▶ **The task**
Every entry below needs to be repeated exactly.

▶ **Provided data**
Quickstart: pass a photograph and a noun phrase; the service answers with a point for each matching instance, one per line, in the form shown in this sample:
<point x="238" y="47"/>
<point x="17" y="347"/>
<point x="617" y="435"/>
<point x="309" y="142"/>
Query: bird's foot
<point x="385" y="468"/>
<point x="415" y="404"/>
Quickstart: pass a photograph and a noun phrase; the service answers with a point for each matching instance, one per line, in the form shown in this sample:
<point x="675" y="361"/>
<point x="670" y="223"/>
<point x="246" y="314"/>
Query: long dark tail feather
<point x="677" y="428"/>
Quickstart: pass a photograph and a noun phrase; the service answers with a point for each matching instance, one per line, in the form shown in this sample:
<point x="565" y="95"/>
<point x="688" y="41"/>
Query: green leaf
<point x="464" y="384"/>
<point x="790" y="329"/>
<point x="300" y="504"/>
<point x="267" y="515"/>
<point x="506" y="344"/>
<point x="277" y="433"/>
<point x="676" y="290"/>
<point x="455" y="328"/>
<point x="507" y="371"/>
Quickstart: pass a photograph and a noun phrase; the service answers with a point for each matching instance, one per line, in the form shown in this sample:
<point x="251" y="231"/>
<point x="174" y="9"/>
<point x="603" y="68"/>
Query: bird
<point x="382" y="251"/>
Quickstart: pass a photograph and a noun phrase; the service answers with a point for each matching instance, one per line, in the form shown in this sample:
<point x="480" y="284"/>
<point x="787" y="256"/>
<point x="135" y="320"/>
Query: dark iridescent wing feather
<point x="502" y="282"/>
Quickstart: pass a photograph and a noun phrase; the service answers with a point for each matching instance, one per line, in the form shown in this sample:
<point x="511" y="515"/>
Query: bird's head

▶ **Your response**
Quickstart: pass a photograph and a noun phrase; the service answers with a point for each matching instance, one per line, in the form shown in this sample:
<point x="238" y="47"/>
<point x="17" y="347"/>
<point x="617" y="435"/>
<point x="309" y="142"/>
Query: bird's foot
<point x="385" y="468"/>
<point x="415" y="404"/>
Quickstart: pass a photograph and a noun phrase; the service answers with a point for each matching instance, one per line, in the form shown in this sample:
<point x="675" y="361"/>
<point x="670" y="223"/>
<point x="246" y="314"/>
Query: long dark tail feather
<point x="677" y="428"/>
Quickstart: pass a photograph and a noun phrase; the service answers with a point for each matching instance, one per line, in the form shown in this sample:
<point x="565" y="95"/>
<point x="688" y="41"/>
Query: green leaf
<point x="464" y="384"/>
<point x="790" y="329"/>
<point x="300" y="504"/>
<point x="267" y="515"/>
<point x="506" y="344"/>
<point x="277" y="433"/>
<point x="676" y="290"/>
<point x="455" y="328"/>
<point x="507" y="371"/>
Quickstart: pass a photograph and a noun phrase; the service answers with a point for each matching instance, one per line, in the form shown in this sample:
<point x="251" y="231"/>
<point x="174" y="9"/>
<point x="603" y="68"/>
Query: bird
<point x="382" y="251"/>
Quickstart: pass a photograph and a noun phrase; the service answers with a point for each matching instance, one per line, in the form shown in this sample:
<point x="480" y="284"/>
<point x="787" y="256"/>
<point x="135" y="320"/>
Query: dark iridescent wing feather
<point x="502" y="282"/>
Quickstart: pass a photograph and a noun phrase; the service answers with a point for each matching instance, one per line, in the form shown in this sample:
<point x="511" y="515"/>
Query: bird's head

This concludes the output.